* **TRY IT**:
Reproduce the data in full, exactly as it appears.

* **EXERCISE DATA**:

= = = =

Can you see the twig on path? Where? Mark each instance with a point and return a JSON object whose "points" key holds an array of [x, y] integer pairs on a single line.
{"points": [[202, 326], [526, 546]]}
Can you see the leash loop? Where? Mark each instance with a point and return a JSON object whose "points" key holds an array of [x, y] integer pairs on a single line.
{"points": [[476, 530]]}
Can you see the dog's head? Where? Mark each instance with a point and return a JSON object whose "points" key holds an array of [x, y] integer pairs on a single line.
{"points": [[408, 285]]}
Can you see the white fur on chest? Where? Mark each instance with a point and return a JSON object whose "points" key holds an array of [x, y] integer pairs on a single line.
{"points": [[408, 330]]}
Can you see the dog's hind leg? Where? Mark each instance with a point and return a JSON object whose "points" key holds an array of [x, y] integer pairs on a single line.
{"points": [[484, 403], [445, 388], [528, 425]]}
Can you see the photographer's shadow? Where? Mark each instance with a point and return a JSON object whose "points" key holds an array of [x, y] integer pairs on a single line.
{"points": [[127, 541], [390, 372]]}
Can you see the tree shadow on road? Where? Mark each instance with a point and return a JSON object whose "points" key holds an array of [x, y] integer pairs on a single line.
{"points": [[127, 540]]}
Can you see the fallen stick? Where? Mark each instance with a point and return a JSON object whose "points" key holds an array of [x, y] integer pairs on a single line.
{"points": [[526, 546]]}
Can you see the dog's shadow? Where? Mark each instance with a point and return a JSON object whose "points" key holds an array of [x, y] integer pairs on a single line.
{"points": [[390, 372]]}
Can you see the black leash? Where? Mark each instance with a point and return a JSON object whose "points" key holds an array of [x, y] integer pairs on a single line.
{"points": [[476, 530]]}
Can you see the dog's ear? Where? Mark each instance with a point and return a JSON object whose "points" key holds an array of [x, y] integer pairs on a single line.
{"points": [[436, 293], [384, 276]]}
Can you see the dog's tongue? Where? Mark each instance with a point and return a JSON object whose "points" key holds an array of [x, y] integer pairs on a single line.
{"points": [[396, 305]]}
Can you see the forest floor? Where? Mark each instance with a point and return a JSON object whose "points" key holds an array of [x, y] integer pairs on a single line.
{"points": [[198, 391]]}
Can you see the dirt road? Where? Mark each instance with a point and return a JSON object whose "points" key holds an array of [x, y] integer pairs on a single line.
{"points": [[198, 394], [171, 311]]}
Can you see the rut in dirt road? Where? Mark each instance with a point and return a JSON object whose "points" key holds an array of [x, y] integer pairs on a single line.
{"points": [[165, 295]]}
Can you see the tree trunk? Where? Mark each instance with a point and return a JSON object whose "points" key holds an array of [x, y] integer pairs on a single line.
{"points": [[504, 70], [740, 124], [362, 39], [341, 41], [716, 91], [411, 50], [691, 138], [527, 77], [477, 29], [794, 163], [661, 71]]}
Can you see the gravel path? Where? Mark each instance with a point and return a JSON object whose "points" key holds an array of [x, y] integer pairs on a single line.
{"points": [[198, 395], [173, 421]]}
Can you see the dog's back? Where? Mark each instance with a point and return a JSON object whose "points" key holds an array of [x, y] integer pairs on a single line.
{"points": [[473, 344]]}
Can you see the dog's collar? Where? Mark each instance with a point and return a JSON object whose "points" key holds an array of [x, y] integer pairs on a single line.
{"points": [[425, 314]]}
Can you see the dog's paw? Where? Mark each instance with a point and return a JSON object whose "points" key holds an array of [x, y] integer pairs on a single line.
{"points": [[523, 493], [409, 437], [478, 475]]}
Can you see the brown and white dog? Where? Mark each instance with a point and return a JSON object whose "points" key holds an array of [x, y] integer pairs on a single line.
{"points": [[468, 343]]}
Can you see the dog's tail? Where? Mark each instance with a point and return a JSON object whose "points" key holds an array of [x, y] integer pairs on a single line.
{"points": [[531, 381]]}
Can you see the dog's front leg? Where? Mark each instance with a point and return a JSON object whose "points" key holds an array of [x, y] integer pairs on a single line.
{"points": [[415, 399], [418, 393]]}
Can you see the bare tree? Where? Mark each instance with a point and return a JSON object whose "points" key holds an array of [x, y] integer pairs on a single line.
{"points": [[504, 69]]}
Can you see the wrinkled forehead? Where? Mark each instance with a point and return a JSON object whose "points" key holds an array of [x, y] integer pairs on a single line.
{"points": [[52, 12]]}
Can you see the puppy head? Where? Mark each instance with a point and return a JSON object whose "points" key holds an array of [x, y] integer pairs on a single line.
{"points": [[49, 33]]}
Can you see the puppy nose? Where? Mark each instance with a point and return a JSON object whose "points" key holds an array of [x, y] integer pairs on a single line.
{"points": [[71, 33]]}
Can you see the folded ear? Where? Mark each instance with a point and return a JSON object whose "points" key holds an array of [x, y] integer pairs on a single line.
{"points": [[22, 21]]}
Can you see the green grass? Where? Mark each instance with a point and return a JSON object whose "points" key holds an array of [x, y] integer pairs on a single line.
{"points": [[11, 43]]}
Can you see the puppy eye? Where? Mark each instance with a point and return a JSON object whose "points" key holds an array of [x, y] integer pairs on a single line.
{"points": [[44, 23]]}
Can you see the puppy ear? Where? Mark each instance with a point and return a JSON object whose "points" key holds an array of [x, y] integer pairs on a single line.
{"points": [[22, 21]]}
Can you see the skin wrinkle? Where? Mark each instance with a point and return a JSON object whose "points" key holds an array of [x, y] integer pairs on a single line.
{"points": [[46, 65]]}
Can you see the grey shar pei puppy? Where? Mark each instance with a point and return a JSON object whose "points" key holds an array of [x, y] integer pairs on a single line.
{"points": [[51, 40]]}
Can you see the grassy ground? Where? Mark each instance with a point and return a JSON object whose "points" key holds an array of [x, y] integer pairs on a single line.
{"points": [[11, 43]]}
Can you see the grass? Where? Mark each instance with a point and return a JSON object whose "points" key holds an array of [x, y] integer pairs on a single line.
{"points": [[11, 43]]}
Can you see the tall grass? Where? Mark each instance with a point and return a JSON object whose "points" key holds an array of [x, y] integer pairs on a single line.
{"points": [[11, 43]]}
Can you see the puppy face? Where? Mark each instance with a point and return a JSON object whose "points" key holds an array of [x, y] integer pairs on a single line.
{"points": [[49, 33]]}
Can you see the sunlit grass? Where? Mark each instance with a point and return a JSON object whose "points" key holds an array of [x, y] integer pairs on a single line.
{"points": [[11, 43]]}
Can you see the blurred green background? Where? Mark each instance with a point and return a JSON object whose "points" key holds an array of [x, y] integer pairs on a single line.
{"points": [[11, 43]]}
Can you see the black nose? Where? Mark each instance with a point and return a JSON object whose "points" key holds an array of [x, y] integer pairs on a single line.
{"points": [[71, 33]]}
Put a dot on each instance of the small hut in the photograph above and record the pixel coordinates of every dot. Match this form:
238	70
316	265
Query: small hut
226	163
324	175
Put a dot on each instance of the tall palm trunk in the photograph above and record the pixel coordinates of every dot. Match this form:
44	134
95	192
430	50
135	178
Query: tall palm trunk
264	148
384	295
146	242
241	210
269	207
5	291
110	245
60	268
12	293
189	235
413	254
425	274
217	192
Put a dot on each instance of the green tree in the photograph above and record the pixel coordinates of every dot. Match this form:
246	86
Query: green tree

= = = =

* **YOUR SOLUTION**:
Can you see the twig on path? Where? Mark each instance with a point and return a JSON object whose "points" key holds an array of [x, y] integer pairs on a single line.
{"points": [[202, 326], [526, 546]]}
Can you see the leash loop? Where? Mark each instance with a point and return a JSON object whose "points" key holds an array of [x, y] integer pairs on a single line.
{"points": [[476, 530]]}
Can you see the dog's head? Where? Mark each instance with a point and return a JSON object whose "points" key holds an array of [x, y] integer pairs on a single line.
{"points": [[408, 285]]}
Can you see the white fur on chest? Where? Mark each instance with a point and return a JSON object whose "points" key holds an array of [x, y] integer pairs on a single line.
{"points": [[408, 330]]}
Can you see the dog's hind leg? Where? Mark each instance with a point and return a JSON object whose "points" key holds an array of [x, y] integer pairs on a single line.
{"points": [[484, 403], [445, 388], [528, 425]]}
Can you see the photographer's shadow? Where? Mark each instance with a point and return a JSON object whose "points" key holds an array of [x, y] integer pairs on a single line.
{"points": [[127, 541], [390, 372]]}
Can you see the tree shadow on road? Where? Mark each instance with a point and return a JSON object whose "points" key holds an array of [x, y] integer pairs on a single line.
{"points": [[127, 540]]}
Can you see the fallen stick? Where? Mark each instance with a point and return a JSON object whose "points" key holds an array of [x, y] integer pairs on a single line.
{"points": [[526, 546]]}
Can you see the dog's shadow? Where? Mark each instance with a point and return a JSON object whose "points" key holds an array of [x, y] integer pairs on a single line.
{"points": [[390, 372]]}
Can you see the black leash? Where? Mark each instance with a point and return a JSON object whose "points" key holds an array of [x, y] integer pairs on a single line.
{"points": [[476, 530]]}
Can you see the dog's ear? Where? Mark each instance with a point and return a JSON object whose "points" key holds an array of [x, y] integer pairs on a single line.
{"points": [[436, 293], [384, 276]]}
Can you see the dog's tongue? Where? Mark each instance with a point and return a JSON object whose "points" key holds an array of [x, y] integer pairs on a single line.
{"points": [[396, 305]]}
Can you see the forest floor? Where? Mark each instance with a point and return a JSON object whose "points" key holds an array of [x, y] integer pairs on a single line.
{"points": [[198, 391]]}
Can you see the dirt road? Where? Mark each instance with a point and return a JSON object whose "points" key holds an array of [x, y] integer pairs on a single line.
{"points": [[198, 394], [171, 311]]}
Can you see the rut in dirt road? Where? Mark each instance with a point and return a JSON object whose "points" key holds an array of [x, y] integer pairs on a single line.
{"points": [[165, 295]]}
Can you see the tree trunk? Where? Mark each instance with a point and return a JSON object whose "points" key holds an array of [x, y] integer pairs on a single line.
{"points": [[504, 70], [740, 124], [362, 39], [341, 41], [716, 91], [411, 50], [691, 138], [527, 77], [477, 29], [794, 163], [661, 71]]}
Can you see the gravel path? Where? Mark each instance with a point and return a JSON object whose "points" key holds an array of [x, y] integer pairs on a single line.
{"points": [[198, 395], [173, 421]]}
Can you see the dog's back? Where? Mark each instance with a point and return a JSON object whose "points" key holds an array of [x, y] integer pairs on a single line.
{"points": [[473, 344]]}
Can you see the dog's collar? Where? Mark each instance with a point and return a JSON object whose "points" key holds an array of [x, y] integer pairs on a single line.
{"points": [[425, 314]]}
Can you see the dog's paw? Where? Mark each instance with a point and return a JSON object whose "points" key holds an array of [x, y] integer pairs on a single line.
{"points": [[523, 493], [409, 437], [478, 475]]}
Can you see the brown and white dog? Where? Mark each instance with a point and return a JSON object whose "points" key holds an array of [x, y] integer pairs on a single line.
{"points": [[468, 343]]}
Can you see the dog's tail? Where? Mark each instance with a point and return a JSON object whose "points" key holds an array of [x, y] integer pairs on a single line.
{"points": [[531, 381]]}
Can you see the dog's front leg? Where? Mark each instance with a point and return a JSON object whose "points" key holds an array of [x, y] integer pairs on a single line.
{"points": [[415, 399], [418, 393]]}
Can you see the bare tree? Where? Mark each instance with a point and return a JSON object whose "points" key holds an array of [x, y] integer pairs on a single line.
{"points": [[504, 69]]}
Can you see the wrinkled forehead? Where? Mark each instance with a point and return a JSON object whose "points" key holds an array of [x, y] integer pairs on a single line.
{"points": [[52, 12]]}
Can you see the puppy head? Where? Mark each instance with a point and return a JSON object whose "points" key holds an array of [x, y] integer pairs on a single line.
{"points": [[49, 33]]}
Can you see the puppy nose? Where? Mark each instance with a point and return a JSON object whose "points" key holds an array of [x, y] integer pairs on a single line.
{"points": [[71, 33]]}
Can you see the folded ear? Where? Mark each instance with a point and return a JSON object whose "points" key holds an array of [x, y] integer pairs on a single line.
{"points": [[22, 21]]}
Can you see the green grass? Where? Mark each instance with a point and return a JSON object whose "points" key holds an array of [x, y] integer pairs on a single line.
{"points": [[11, 43]]}
Can you see the puppy eye? Where? Mark each instance with a point and return a JSON object whose "points" key holds an array of [x, y] integer pairs on a single line.
{"points": [[44, 23]]}
Can you see the puppy ear? Where? Mark each instance with a point and return a JSON object whose "points" key holds an array of [x, y] integer pairs on a single line.
{"points": [[22, 21]]}
Can you see the skin wrinkle? Where? Mark each instance with a point and return a JSON object whose "points" key holds an array of [x, y] integer pairs on a single line.
{"points": [[46, 65]]}
Can you see the grey shar pei puppy? Where? Mark each instance with a point and return a JSON object whose "points" key holds an array of [x, y] integer pairs on a single line.
{"points": [[51, 40]]}
Can you see the grassy ground? Where? Mark each instance with a point and return a JSON object whose "points" key holds an array of [x, y] integer pairs on a single line.
{"points": [[11, 43]]}
Can you see the grass? Where? Mark each instance with a point and return a JSON object whose "points" key holds an array of [x, y] integer pairs on a single line.
{"points": [[11, 43]]}
Can you see the tall grass? Where? Mark each instance with a point and return a JSON object whose "points" key holds an array of [x, y] integer pairs on a single line.
{"points": [[11, 43]]}
Can you see the puppy face? Where? Mark each instance with a point and return a JSON object whose "points" key holds an array of [x, y] integer pairs on a single line.
{"points": [[49, 33]]}
Can you see the sunlit grass? Where? Mark each instance with a point and return a JSON object whose "points" key holds an array of [x, y] integer pairs on a single line.
{"points": [[11, 43]]}
Can you see the blurred green background? Where? Mark each instance with a point and return a JSON object whose "points" key holds an array of [x, y] integer pairs on a single line.
{"points": [[11, 43]]}
Can you see the black nose? Where? Mark each instance with a point and return a JSON object whose "points" key holds an array of [x, y] integer pairs on a single line.
{"points": [[71, 33]]}
Put a dot on each instance of the small hut in the photograph above and record the pixel coordinates of every dot. Match this form:
238	70
316	265
Query: small hut
226	163
324	175
Put a dot on each instance of the tall palm trunk in the photograph above and record the pixel coordinates of every dot. Match this form:
44	134
95	192
430	50
135	178
Query: tall palm trunk
264	148
384	295
146	242
241	210
269	207
5	291
110	245
60	268
12	293
189	235
413	254
425	274
217	192
Put a dot on each instance of the green tree in the photograph above and record the pixel coordinates of every dot. Match this form:
246	86
Query: green tree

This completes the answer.